* [Exercício proposto 1]: Na listagem, comece na linha que contém "Reviewer note: check that each instance of the paved" e pare depois da linha que contém "[[213, 92]]". Reescreva essas linhas trocando "paved road" por "asphalt road" e deixando todo o resto igual.

Nesse show do milhão, quem paga é você

Pelos cálculos da Receita Federal, o contribuinte brasileiro transfere cerca de R$ 1,4 milhão diariamente para os produtores de refrigerantes -significa que empresas como a Coca-Cola sorvem recursos públicos e engordam seu faturamento.
Tudo na mais perfeita legalidade, graças aos créditos fiscais. Ou seja, elas desfrutam da possibilidade de pagar menos impostos, numa trama realizada em gabinetes ministeriais e parlamentares, e mantida, na maioria das vezes, pela engenhosidade de grupos tão poderosos quanto silenciosos. "É um disparate. Dinheiro que, em tese, poderia estar indo para cestas básicas ou saneamento ajuda a vender refrigerantes sem teor nutritivo", afirma Everardo Maciel, secretário da Receita Federal.
Para avaliar o que daria para fazer com R$ 1,4 milhão por dia: imagine um programa de renda mínima transferindo um salário mínimo mensal para 245 mil famílias miseráveis. Numa estimativa conservadora -cada família com seis integrantes-, o programa ajudaria 1,5 milhão de pessoas.
Para a imensa maioria dos brasileiros, o fluxo de dinheiro público é uma caixa-preta; como se vê (ou se deixa de ver) nos ingênuos refrigerantes, apenas símbolos exóticos dessa monumental ignorância. O debate sobre o sigilo bancário, flexibilizado semana passada na Câmara, coloca em evidência o tamanho do desconhecimento sobre como sai, como deixa de sair e como é usado o dinheiro do cidadão.

* [Exercício proposto 2]: De acordo com o trecho sobre os refrigerantes, quanto o contribuinte brasileiro transfere diariamente aos produtores de refrigerantes, pelos cálculos da Receita Federal?

* [Trechos de conjunto de dados de anotação de localização]:
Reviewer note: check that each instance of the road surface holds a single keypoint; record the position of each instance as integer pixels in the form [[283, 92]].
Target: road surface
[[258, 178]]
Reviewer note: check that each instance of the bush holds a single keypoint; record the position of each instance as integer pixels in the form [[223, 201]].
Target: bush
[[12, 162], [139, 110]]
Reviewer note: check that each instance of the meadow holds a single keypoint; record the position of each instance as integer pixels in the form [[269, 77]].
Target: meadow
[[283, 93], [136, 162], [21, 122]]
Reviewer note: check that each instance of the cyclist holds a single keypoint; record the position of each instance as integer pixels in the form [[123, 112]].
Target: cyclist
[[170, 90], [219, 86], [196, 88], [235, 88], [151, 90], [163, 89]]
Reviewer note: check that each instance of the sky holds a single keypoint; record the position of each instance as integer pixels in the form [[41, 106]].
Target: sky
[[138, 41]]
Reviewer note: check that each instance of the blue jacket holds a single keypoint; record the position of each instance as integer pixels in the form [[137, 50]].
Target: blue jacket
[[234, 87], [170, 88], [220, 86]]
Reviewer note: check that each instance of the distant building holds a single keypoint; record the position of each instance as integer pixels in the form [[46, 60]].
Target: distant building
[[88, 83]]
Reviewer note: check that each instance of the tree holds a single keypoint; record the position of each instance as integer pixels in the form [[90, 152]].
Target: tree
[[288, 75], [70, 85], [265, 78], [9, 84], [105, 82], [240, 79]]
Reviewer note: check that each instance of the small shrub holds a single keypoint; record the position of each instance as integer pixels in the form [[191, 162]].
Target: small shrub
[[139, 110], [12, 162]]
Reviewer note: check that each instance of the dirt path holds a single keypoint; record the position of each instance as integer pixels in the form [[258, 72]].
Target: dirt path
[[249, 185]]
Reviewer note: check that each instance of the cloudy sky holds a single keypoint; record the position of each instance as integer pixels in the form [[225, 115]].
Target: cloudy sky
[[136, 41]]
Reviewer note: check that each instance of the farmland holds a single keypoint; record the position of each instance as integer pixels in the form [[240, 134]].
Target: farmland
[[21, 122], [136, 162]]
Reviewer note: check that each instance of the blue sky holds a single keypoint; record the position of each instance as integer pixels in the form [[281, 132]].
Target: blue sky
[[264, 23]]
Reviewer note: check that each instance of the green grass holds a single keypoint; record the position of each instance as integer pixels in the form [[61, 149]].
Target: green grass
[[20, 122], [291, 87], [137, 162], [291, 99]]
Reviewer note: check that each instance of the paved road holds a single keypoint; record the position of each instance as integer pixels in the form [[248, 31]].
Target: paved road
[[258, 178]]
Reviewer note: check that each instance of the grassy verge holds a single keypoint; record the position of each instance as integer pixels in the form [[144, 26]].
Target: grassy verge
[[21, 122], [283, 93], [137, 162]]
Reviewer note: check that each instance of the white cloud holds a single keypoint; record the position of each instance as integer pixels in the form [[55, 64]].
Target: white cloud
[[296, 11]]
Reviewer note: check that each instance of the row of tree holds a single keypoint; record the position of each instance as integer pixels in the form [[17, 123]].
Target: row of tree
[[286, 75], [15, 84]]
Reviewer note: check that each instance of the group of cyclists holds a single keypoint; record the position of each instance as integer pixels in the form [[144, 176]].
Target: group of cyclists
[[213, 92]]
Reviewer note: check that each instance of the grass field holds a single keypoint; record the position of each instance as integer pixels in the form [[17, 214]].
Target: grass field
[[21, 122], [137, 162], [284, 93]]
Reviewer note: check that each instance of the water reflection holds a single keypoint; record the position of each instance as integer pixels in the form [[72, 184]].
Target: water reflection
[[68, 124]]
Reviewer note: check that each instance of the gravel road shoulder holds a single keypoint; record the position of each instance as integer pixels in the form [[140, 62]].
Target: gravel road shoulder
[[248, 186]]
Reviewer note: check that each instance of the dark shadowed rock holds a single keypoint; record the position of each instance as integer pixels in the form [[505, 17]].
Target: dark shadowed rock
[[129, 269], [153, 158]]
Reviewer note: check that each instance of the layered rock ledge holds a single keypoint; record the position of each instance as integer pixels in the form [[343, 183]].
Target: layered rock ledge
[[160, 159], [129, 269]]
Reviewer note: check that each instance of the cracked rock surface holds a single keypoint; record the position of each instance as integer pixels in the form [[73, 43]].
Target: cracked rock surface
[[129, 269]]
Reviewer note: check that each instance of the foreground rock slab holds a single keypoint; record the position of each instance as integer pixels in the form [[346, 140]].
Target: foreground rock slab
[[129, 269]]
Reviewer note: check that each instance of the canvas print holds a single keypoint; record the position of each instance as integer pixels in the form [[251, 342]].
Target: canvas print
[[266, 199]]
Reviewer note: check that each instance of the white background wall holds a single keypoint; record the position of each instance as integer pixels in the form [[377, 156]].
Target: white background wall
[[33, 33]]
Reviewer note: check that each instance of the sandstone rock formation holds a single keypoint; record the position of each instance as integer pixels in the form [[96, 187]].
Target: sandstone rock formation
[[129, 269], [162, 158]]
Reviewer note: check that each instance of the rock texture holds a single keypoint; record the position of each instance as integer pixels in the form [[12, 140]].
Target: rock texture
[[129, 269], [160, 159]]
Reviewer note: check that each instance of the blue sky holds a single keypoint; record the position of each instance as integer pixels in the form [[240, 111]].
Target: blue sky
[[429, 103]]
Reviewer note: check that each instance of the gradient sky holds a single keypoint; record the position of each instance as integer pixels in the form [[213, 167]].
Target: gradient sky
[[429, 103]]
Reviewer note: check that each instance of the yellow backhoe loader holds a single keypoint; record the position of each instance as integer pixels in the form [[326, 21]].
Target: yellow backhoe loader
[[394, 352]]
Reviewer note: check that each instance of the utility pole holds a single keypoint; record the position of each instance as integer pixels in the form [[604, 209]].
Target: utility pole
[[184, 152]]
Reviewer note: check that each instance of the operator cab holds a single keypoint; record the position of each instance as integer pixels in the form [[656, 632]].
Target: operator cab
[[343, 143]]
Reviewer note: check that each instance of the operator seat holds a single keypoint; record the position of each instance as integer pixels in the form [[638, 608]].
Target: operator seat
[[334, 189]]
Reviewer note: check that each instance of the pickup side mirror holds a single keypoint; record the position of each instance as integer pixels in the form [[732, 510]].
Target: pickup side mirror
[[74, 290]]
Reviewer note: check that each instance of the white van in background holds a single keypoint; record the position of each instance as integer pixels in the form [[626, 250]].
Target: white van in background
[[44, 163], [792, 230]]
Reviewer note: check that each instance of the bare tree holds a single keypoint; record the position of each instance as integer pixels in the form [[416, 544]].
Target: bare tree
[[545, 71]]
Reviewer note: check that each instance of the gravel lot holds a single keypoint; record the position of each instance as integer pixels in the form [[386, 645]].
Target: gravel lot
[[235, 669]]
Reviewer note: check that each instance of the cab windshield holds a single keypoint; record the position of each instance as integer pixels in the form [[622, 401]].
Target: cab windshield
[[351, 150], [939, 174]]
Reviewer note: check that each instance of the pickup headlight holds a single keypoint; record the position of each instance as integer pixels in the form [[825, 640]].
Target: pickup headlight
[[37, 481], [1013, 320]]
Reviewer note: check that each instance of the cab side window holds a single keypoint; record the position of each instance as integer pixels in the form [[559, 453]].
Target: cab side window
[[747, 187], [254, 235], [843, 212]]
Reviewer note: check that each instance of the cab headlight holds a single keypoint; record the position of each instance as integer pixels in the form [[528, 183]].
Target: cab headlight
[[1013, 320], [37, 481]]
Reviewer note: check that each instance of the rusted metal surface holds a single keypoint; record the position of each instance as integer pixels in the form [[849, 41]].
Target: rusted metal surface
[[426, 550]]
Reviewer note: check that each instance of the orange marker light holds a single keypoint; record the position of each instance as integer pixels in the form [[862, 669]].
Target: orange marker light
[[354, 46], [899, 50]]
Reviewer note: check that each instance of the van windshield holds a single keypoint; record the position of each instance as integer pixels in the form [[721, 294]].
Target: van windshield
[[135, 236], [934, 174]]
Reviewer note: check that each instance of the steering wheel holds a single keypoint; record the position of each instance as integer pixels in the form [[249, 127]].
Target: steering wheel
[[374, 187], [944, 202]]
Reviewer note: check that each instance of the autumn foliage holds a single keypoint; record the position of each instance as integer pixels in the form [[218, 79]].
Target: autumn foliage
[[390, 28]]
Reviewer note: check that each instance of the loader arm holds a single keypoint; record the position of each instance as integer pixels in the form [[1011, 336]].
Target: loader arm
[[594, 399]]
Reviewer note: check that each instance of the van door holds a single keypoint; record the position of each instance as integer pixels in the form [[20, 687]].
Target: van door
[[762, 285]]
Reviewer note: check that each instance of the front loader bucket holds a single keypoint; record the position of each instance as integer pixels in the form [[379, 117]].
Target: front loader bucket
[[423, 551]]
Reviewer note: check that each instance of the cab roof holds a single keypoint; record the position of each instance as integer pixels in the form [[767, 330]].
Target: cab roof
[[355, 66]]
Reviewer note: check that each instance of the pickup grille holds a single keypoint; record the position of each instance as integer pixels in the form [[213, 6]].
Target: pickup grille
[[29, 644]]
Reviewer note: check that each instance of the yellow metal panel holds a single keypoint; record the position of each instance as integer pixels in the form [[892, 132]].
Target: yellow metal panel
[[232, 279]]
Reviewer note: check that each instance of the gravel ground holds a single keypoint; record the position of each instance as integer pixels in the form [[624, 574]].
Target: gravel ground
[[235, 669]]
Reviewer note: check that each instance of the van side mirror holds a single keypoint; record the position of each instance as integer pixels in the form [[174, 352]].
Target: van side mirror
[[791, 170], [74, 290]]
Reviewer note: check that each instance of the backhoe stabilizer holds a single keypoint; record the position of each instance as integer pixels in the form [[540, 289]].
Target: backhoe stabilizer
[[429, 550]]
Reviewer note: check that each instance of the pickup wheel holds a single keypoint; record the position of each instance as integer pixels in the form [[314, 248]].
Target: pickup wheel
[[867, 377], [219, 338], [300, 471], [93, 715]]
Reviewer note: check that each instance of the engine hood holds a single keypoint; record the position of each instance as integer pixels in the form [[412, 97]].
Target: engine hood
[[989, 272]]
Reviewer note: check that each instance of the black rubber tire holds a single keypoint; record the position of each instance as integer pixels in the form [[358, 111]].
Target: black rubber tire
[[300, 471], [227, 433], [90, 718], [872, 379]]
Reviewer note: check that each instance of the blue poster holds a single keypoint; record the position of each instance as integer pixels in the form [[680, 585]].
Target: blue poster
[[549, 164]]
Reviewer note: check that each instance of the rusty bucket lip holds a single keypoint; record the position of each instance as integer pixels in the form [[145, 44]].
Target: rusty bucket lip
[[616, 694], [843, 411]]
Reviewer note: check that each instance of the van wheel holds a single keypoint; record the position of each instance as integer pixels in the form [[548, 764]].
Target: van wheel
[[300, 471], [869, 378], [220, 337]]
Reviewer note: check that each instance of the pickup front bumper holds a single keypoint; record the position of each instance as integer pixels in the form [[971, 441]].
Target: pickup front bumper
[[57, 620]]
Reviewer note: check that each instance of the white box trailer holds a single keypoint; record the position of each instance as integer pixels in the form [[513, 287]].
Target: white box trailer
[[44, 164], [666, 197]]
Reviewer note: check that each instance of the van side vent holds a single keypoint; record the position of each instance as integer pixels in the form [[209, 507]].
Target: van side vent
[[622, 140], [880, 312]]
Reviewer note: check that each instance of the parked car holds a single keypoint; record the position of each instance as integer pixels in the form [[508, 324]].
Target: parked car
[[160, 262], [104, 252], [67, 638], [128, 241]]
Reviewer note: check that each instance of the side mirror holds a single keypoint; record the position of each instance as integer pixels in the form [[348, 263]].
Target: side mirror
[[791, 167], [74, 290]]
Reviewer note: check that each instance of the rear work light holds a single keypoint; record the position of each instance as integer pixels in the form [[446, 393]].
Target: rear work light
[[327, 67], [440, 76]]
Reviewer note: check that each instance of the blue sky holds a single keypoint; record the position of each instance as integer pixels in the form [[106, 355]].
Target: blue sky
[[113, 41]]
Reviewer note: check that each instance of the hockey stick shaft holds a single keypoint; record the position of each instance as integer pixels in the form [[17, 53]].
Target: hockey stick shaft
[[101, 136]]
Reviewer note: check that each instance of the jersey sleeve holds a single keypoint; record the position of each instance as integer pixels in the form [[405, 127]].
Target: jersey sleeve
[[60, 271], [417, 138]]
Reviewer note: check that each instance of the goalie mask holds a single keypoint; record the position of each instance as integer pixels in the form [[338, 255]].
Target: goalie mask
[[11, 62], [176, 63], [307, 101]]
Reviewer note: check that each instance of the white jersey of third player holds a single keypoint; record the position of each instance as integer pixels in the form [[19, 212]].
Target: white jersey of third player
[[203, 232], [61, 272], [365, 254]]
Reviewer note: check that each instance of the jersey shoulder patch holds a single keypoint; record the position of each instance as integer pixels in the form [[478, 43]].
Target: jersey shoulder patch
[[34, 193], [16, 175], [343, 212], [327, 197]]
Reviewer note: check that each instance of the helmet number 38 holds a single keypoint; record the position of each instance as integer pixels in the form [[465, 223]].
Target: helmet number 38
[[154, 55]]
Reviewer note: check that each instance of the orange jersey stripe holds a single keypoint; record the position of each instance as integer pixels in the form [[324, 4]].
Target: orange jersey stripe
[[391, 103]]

* [Resolução completa 1]:
Reviewer note: check that each instance of the asphalt road holds a single keypoint; record the position of each instance as integer pixels in the form [[248, 31]].
Target: asphalt road
[[258, 178]]
Reviewer note: check that each instance of the grassy verge holds a single keypoint; record the position of each instance as integer pixels in the form [[144, 26]].
Target: grassy verge
[[21, 122], [283, 93], [137, 162]]
Reviewer note: check that each instance of the white cloud holds a single keypoint; record the position of each instance as integer pixels in the form [[55, 64]].
Target: white cloud
[[296, 11]]
Reviewer note: check that each instance of the row of tree holds a single keypoint; record the position of each instance as integer pixels in the form [[17, 123]].
Target: row of tree
[[286, 75], [15, 84]]
Reviewer note: check that each instance of the group of cyclists holds a single keypoint; record the position of each instance as integer pixels in the form [[144, 176]].
Target: group of cyclists
[[213, 92]]

* [Resolução completa 2]: Cerca de R$ 1,4 milhão por dia.